Input material:
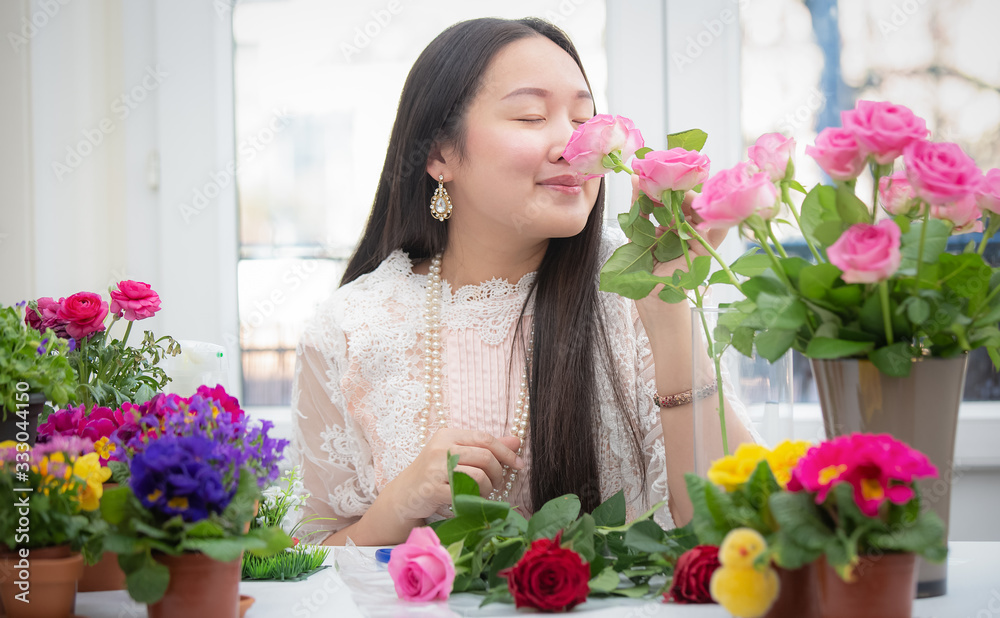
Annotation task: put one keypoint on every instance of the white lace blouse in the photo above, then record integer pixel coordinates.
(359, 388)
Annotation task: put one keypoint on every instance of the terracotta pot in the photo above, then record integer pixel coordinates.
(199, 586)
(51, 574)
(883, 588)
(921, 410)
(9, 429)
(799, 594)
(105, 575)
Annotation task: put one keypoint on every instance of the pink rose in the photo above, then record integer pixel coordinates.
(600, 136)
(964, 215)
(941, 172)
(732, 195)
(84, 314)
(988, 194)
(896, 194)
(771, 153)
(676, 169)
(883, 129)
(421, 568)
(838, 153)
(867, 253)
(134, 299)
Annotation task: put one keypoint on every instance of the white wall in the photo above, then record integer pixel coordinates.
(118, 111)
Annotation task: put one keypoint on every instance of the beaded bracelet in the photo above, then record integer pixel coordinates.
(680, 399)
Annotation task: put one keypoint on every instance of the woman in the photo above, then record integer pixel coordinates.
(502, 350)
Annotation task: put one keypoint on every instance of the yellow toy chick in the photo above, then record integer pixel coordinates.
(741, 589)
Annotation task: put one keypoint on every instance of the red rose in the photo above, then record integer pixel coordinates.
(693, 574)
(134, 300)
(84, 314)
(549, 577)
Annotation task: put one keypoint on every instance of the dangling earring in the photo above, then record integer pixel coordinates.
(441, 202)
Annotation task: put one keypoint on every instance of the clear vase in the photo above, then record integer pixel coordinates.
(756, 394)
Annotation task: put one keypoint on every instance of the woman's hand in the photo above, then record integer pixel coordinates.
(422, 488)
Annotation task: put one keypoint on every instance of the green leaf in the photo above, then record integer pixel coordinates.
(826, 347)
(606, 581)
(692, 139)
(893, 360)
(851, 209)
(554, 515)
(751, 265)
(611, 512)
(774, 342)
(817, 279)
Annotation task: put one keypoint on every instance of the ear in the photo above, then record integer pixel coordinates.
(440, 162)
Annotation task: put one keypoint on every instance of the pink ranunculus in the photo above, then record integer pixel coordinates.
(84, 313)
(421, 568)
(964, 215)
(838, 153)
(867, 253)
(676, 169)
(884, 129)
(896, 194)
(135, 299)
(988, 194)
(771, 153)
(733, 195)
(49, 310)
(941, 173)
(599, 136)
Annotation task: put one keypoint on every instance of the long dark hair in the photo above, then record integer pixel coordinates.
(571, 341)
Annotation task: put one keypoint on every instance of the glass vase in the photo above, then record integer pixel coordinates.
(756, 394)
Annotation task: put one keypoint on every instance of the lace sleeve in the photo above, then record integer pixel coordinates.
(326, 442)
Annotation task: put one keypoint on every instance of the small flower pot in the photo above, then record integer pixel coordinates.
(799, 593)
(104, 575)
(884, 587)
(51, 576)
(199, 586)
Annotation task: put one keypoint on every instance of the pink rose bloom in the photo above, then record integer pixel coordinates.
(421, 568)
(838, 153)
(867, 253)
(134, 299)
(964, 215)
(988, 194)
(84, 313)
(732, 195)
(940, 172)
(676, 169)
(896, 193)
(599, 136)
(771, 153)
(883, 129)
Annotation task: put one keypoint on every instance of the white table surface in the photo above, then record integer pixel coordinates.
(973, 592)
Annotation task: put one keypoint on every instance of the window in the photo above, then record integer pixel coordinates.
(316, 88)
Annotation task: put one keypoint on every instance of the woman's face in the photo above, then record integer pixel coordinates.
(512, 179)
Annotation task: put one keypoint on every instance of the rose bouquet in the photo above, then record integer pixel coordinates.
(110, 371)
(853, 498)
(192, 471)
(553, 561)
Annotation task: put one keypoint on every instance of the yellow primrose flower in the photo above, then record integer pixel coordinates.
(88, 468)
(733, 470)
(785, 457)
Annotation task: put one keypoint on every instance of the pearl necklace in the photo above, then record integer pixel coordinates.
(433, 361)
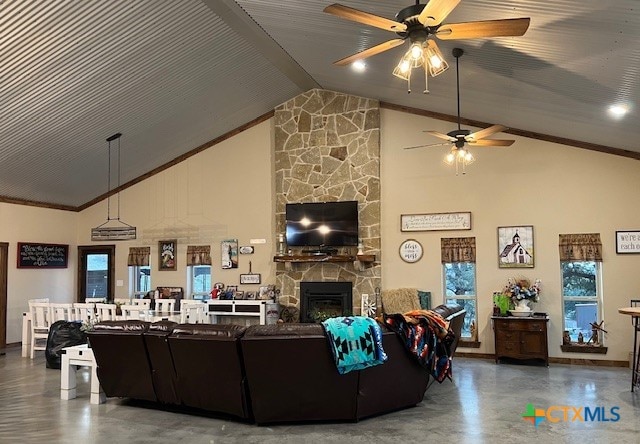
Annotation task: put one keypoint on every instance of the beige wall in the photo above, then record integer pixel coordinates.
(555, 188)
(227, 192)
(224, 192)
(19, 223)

What is asked: Can you reproduce all of the entries above word for word, leaving out the pictures?

Solution for this problem:
Annotation task: put one keypoint on every instance of the white lace blouse in the photo above, then record integer pixel coordinates.
(359, 388)
Annotation task: put one keypoint on every instance of the terracotta pot in the photo above, then record integer pixel coordinates.
(199, 586)
(51, 574)
(883, 588)
(921, 410)
(9, 429)
(799, 594)
(105, 575)
Annotation task: put one keypoint on every instance of the pink rose in the photo above, then record integer pixel coordinates.
(600, 136)
(964, 215)
(941, 172)
(732, 195)
(84, 314)
(988, 194)
(896, 194)
(771, 153)
(676, 169)
(883, 129)
(421, 568)
(838, 153)
(867, 253)
(134, 299)
Annotation task: put one keypoint on every instance of the white wall in the photo above, then record integer pixel coordinates.
(118, 111)
Annotation task: put one keypoint on every instance of the beaded bracelet in the photo above, then record integer pixel coordinates.
(680, 399)
Annotation task: put one keypoint on every instance of the woman in the photo above, then record integer pixel coordinates.
(502, 350)
Annotation task: put one keypoint on every instance of the yellow toy chick in the photo above, then record integer pixel coordinates.
(741, 589)
Annotation task: put one keypoint on every instance of the red rose in the photo above, then record integer pixel coordinates.
(693, 574)
(134, 300)
(84, 314)
(549, 577)
Annotation task: put one keypoint on every instance of the dangling earring in the photo above, then record integer pixel coordinates.
(441, 202)
Annotation task: put one keypoint on every instance of the clear vase in the photo above, then record integer pixel coordinates.
(756, 394)
Annotation task: put one keypoint on every instance of the woman's hand in the photo above, then record integer pixel coordinates.
(422, 488)
Annotation task: put one keypoint on every instance of the green leaf in the photo above, then record integer pixel coordinates.
(826, 347)
(606, 581)
(692, 139)
(893, 360)
(851, 209)
(554, 515)
(751, 265)
(611, 512)
(774, 342)
(817, 279)
Annotation task: put one keypoint on every instance of the ear in the photo above, then record integer pixel coordinates.
(440, 162)
Annotation task: put one keypoint on every instance of the pink ranunculus in the photo above, then record integer pixel coordinates.
(84, 313)
(421, 568)
(964, 215)
(838, 153)
(867, 253)
(676, 169)
(884, 129)
(896, 194)
(135, 299)
(988, 194)
(771, 153)
(733, 195)
(49, 310)
(941, 173)
(599, 136)
Annotation task: put one keypoint on every instance of the long dark hair in the photo above, then record integer pixel coordinates.
(571, 341)
Annotation task: put one keypoint on every instance of the glass vase in the photo above, then record integer pixel coordinates.
(756, 394)
Annotation task: put one keypoint on every instance of the lace sleeve in the photo above, then record integer pixel coordinates.
(326, 442)
Annotation task: put one keypoint on every instance of the small flower pot in the photo above, then record integer pixel coordinates.
(799, 593)
(104, 575)
(884, 587)
(51, 576)
(199, 586)
Annotation task: put one keypoint on every instance of the pink rose bloom in the photo above, then record integer pixel coordinates.
(421, 568)
(838, 153)
(867, 253)
(134, 299)
(964, 215)
(988, 194)
(84, 313)
(732, 195)
(940, 172)
(676, 169)
(896, 193)
(599, 136)
(771, 153)
(883, 129)
Annotation task: put one keypoint on every instance of the white table surface in the photo above, then record integer pixel coordinates.
(973, 592)
Annotation task: put one keypoint on every instance of the window in the photo above, then record integer pixel coordinates.
(316, 88)
Annotation task: put one keypoint on every instance of the woman's face in the photo above, then record integer pixel coordinates.
(512, 179)
Annotation task: put one keypoint on every instance of the rose bouquet in the photo above, then record integer pixel coordinates.
(110, 371)
(853, 498)
(192, 471)
(553, 561)
Annotation task: put one keypoint on every instance of the yellow primrose flower in the photo above, then record integer pixel coordinates.
(88, 468)
(733, 470)
(785, 457)
Annotation task: put one keypoint on every instance of the pearl necklace in the photo above, then record integer pixel coordinates.
(433, 361)
Annotation task: put one keypoint on every instance of the beige wall in the photo above, then record integer pixel coordinates.
(555, 188)
(227, 192)
(224, 192)
(19, 223)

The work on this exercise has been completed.